*** Opening EXCERPTED TEXT ***
In order to utilize acetyl-coA, which is a product downstream of the glycolysis pathway, a naturally occurring operon in R. eutropha was used. The operon exists in the order phaC, phaA, and phaB. The bacteria uses this operon to convert its excess carbon source into poly[(R)-3-hydroxybutyrate] (PHB) . R. eutropha stores PHB as an energy source (Hiroe et. al, 2012). Transcription of the phaCAB operon leads to expression of the following enzymes in the order: pha synthase, acetoacetyl-CoA reductase, and 3-ketothiolase. The expression of phaA leads to expression of 3-ketothiolase that converts acetyl-coA to acetoacetyl-CoA. The acetoacetyl-CoA reductase enzyme resulting from the expression of phaB leads to conversion of acetoacetyl-CoA to (R)-3-hydroxybutyryl-CoA. Finally, pha synthase leads to synthesis of PHB from (R)-3-hydroxybutyryl-CoA (Hiroe et. al, 2012).

Operon rearrangement

The naturally existing operon phaC, phaA, and phaB in R. eutropha is known to produce PHB. However, literature has shown that the rearrangement of the operon to phaC, phaB, and phaA results in higher production of PHB (Hiroe et. al, 2012). Hence, we decided to change the gene order from phaCAB to phaCBA. The operon rearrangement to phaCBA will lead to relatively higher expression of phaB compared to expression in phaCAB. Hiroe et. al showed that the content of PHB is dependent on expression of phaB. However, the molecular weight of PHB was not affected by the different levels of expression of phaB. The following image shows the rearrangement of the phaCAB operon to phaCBA.
*** Closing EXCERPTED TEXT ***
*** Opening STORED DATA ***
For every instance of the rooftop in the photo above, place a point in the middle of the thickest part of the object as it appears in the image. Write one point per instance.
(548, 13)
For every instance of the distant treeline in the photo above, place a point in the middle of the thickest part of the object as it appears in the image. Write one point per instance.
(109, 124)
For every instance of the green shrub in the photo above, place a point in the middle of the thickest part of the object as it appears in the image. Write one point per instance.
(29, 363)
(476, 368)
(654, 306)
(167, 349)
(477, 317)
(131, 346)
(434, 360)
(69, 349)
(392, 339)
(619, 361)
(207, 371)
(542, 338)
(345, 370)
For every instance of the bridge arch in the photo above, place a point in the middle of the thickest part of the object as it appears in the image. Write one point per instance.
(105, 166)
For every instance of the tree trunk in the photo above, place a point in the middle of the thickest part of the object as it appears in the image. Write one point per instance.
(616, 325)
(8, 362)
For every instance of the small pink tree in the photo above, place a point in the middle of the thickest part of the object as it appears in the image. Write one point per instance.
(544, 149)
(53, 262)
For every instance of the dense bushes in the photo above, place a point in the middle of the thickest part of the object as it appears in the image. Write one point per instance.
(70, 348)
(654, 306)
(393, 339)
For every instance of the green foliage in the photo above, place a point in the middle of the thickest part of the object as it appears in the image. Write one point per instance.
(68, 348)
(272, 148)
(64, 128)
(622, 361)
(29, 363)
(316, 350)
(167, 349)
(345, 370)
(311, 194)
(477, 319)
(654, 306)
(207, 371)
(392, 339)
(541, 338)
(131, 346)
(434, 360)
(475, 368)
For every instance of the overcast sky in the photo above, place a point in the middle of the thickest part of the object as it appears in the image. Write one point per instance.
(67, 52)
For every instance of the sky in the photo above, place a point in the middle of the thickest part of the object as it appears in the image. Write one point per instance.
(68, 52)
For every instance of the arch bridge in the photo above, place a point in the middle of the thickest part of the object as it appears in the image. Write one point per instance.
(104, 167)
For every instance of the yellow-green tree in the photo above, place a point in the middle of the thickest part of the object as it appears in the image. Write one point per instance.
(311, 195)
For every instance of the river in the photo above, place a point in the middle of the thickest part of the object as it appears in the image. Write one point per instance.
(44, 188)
*** Closing STORED DATA ***
- [PROBLEMS TO SOLVE]:
1 – In the phaCAB operon passage, rewrite everything from "The naturally existing" down to "operon to phaCBA.", putting "Ralstonia eutropha" in place of "R. eutropha".
2 – Name every enzyme that the phaCAB operon passage says results from the operon's expression.
3 – Answer these questions using the phaCAB operon passage.
(a) What does R. eutropha store PHB as?
(b) Which gene order does the literature show gives higher PHB production?
(c) Was the molecular weight of PHB affected by the different levels of phaB expression?

- [ANSWERS BY ITEM]:
1 –
The naturally existing operon phaC, phaA, and phaB in Ralstonia eutropha is known to produce PHB. However, literature has shown that the rearrangement of the operon to phaC, phaB, and phaA results in higher production of PHB (Hiroe et. al, 2012). Hence, we decided to change the gene order from phaCAB to phaCBA. The operon rearrangement to phaCBA will lead to relatively higher expression of phaB compared to expression in phaCAB. Hiroe et. al showed that the content of PHB is dependent on expression of phaB. However, the molecular weight of PHB was not affected by the different levels of expression of phaB. The following image shows the rearrangement of the phaCAB operon to phaCBA.

2 –
pha synthase
acetoacetyl-CoA reductase
3-ketothiolase

3 –
(a) An energy source.
(b) phaC, phaB, and phaA (phaCBA).
(c) No.